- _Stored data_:
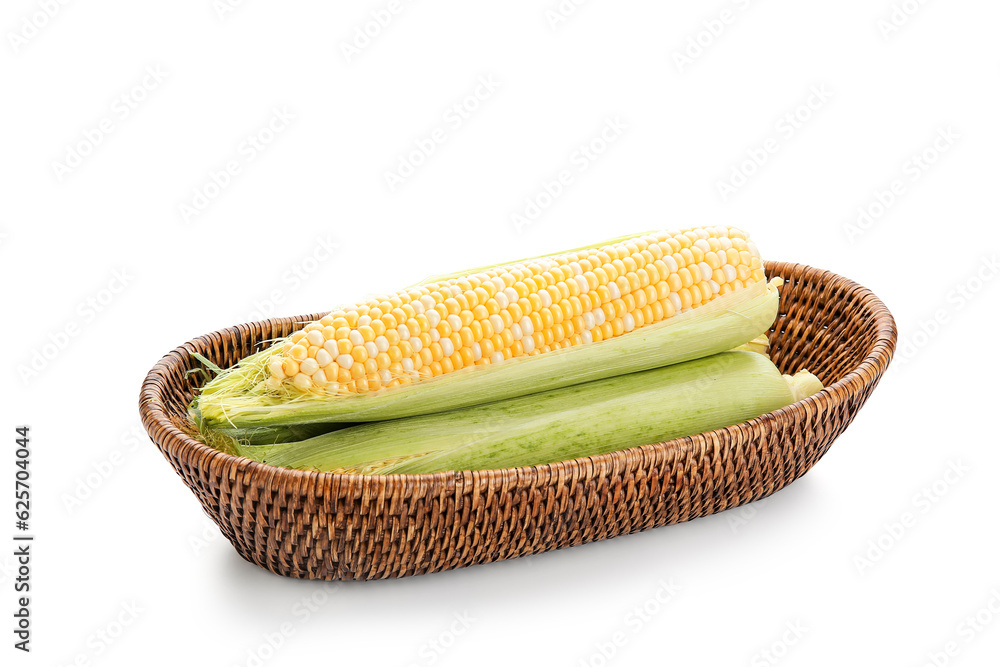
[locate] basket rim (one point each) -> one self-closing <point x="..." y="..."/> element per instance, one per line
<point x="173" y="440"/>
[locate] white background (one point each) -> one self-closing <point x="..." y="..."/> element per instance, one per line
<point x="822" y="556"/>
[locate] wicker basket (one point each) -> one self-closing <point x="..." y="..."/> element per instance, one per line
<point x="328" y="526"/>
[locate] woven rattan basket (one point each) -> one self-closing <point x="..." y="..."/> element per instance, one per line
<point x="328" y="526"/>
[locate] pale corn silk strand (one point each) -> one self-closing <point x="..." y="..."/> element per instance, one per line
<point x="513" y="311"/>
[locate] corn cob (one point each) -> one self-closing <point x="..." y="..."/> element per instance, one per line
<point x="552" y="308"/>
<point x="580" y="420"/>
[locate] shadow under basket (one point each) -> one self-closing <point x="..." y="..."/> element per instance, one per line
<point x="354" y="527"/>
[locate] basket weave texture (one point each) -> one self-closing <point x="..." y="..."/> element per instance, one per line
<point x="353" y="527"/>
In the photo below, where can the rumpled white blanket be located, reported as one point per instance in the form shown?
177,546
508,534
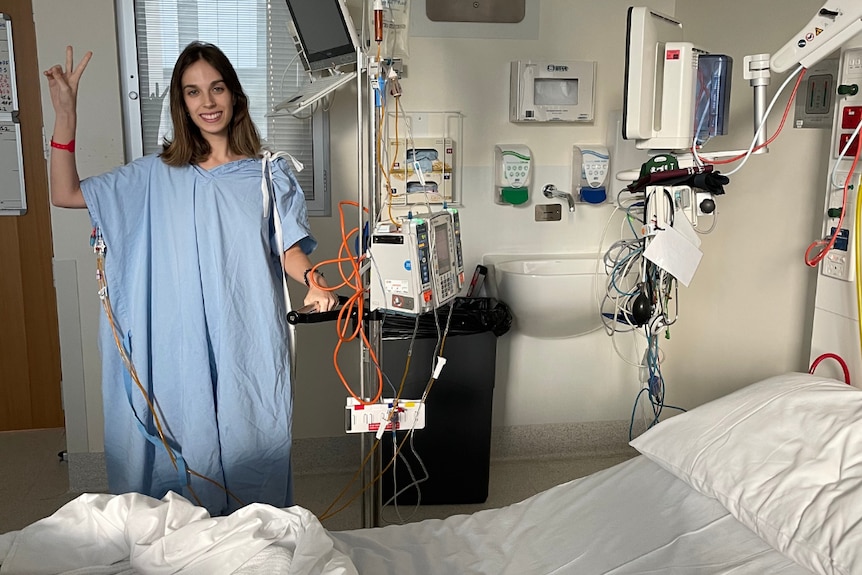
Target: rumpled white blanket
133,533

- _Task item_:
Nothing but the lines from the one containing "[locate] woven rattan" through the last line of the records above should appear, each repeated exactly, with no pictures.

- _Answer to this problem_:
[locate] woven rattan basket (one point each) -> one self-closing <point x="..." y="..."/> element per instance, one per line
<point x="328" y="526"/>
[locate] pale corn silk strand (one point each) -> one self-closing <point x="..." y="..."/> element per instance, one per line
<point x="513" y="311"/>
[locate] corn cob (one point each) -> one self-closing <point x="..." y="..."/> element per instance, one per line
<point x="552" y="308"/>
<point x="580" y="420"/>
[locate] shadow under basket (one point each) -> one self-closing <point x="..." y="..."/> element per instance, one per line
<point x="354" y="527"/>
[locate] basket weave texture (one point each) -> one self-closing <point x="..." y="..."/> element per instance, one per line
<point x="353" y="527"/>
In the photo below, where can the rumpled white blanket be located, reported as one point per instance in the form shown?
177,546
508,534
Target: rumpled white blanket
133,533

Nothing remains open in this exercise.